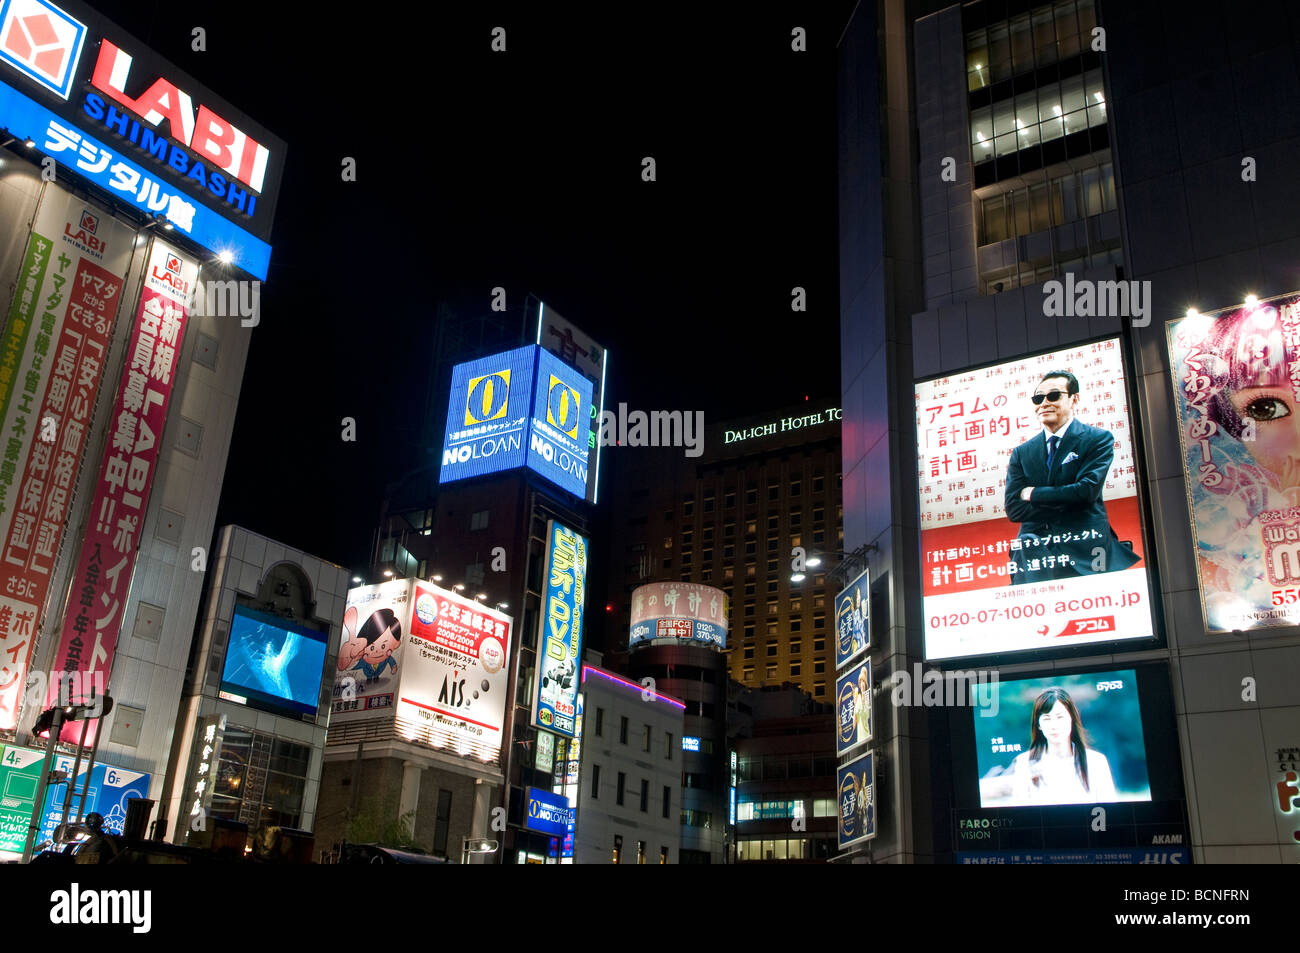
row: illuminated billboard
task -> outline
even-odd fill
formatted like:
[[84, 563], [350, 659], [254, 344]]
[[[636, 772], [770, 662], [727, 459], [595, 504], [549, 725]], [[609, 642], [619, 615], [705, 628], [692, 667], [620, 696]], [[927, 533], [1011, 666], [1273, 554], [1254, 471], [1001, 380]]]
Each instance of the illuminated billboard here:
[[838, 671], [871, 648], [871, 573], [862, 574], [835, 597], [835, 668]]
[[587, 495], [591, 381], [549, 351], [537, 352], [528, 466], [574, 496]]
[[836, 772], [835, 790], [839, 794], [840, 850], [876, 836], [876, 766], [868, 752]]
[[844, 757], [871, 740], [871, 660], [835, 679], [835, 754]]
[[536, 345], [452, 369], [439, 483], [527, 466], [587, 494], [592, 383]]
[[452, 369], [439, 483], [523, 466], [536, 357], [529, 345]]
[[576, 367], [595, 391], [591, 397], [591, 423], [587, 433], [587, 502], [595, 503], [600, 481], [600, 415], [605, 409], [605, 365], [608, 352], [587, 337], [577, 325], [553, 308], [537, 304], [537, 343]]
[[567, 738], [576, 730], [586, 587], [586, 537], [549, 520], [532, 723]]
[[329, 634], [235, 606], [218, 695], [281, 715], [316, 717]]
[[93, 9], [0, 3], [0, 116], [70, 176], [266, 278], [284, 143]]
[[651, 639], [727, 646], [727, 594], [694, 582], [652, 582], [632, 592], [628, 645]]
[[926, 658], [1151, 638], [1119, 340], [915, 390]]
[[1205, 626], [1300, 623], [1300, 296], [1167, 325]]
[[1151, 800], [1135, 671], [1017, 678], [993, 691], [989, 717], [973, 718], [980, 807]]
[[349, 590], [331, 721], [386, 717], [407, 741], [494, 760], [513, 623], [416, 579]]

*****

EXERCISE INSTRUCTIONS: Are you able to set down all the lines above exactly, without any pictures?

EXERCISE OUTPUT:
row: illuminated billboard
task -> outline
even-odd fill
formatted like:
[[84, 563], [350, 659], [254, 344]]
[[[636, 772], [770, 662], [727, 459], [595, 504], [549, 725]], [[609, 642], [619, 615], [705, 628], [692, 667], [620, 696]], [[927, 533], [1011, 666], [1273, 554], [1254, 471], [1001, 380]]]
Each instance of the illuminated billboard here:
[[838, 671], [871, 648], [871, 573], [862, 574], [835, 597], [835, 668]]
[[587, 495], [591, 381], [549, 351], [537, 352], [528, 466], [574, 496]]
[[836, 772], [835, 790], [839, 794], [840, 850], [876, 836], [876, 766], [868, 752]]
[[844, 757], [871, 740], [871, 660], [835, 679], [835, 754]]
[[536, 345], [452, 369], [439, 483], [527, 466], [587, 494], [592, 383]]
[[452, 369], [439, 483], [523, 466], [536, 357], [529, 345]]
[[576, 367], [595, 391], [591, 397], [591, 423], [587, 433], [587, 502], [595, 503], [600, 481], [600, 415], [605, 409], [605, 365], [608, 352], [587, 337], [577, 325], [553, 308], [537, 304], [537, 343]]
[[567, 738], [576, 730], [586, 587], [586, 537], [549, 520], [532, 723]]
[[329, 634], [235, 606], [218, 695], [281, 715], [316, 717]]
[[93, 9], [0, 3], [0, 116], [70, 176], [266, 278], [284, 143]]
[[651, 639], [727, 646], [727, 594], [694, 582], [652, 582], [632, 592], [628, 645]]
[[926, 658], [1151, 638], [1119, 340], [915, 390]]
[[1205, 626], [1300, 623], [1300, 296], [1167, 325]]
[[1151, 800], [1135, 671], [1017, 678], [993, 691], [989, 717], [973, 718], [980, 807]]
[[349, 590], [331, 721], [386, 717], [407, 741], [494, 760], [513, 623], [416, 579]]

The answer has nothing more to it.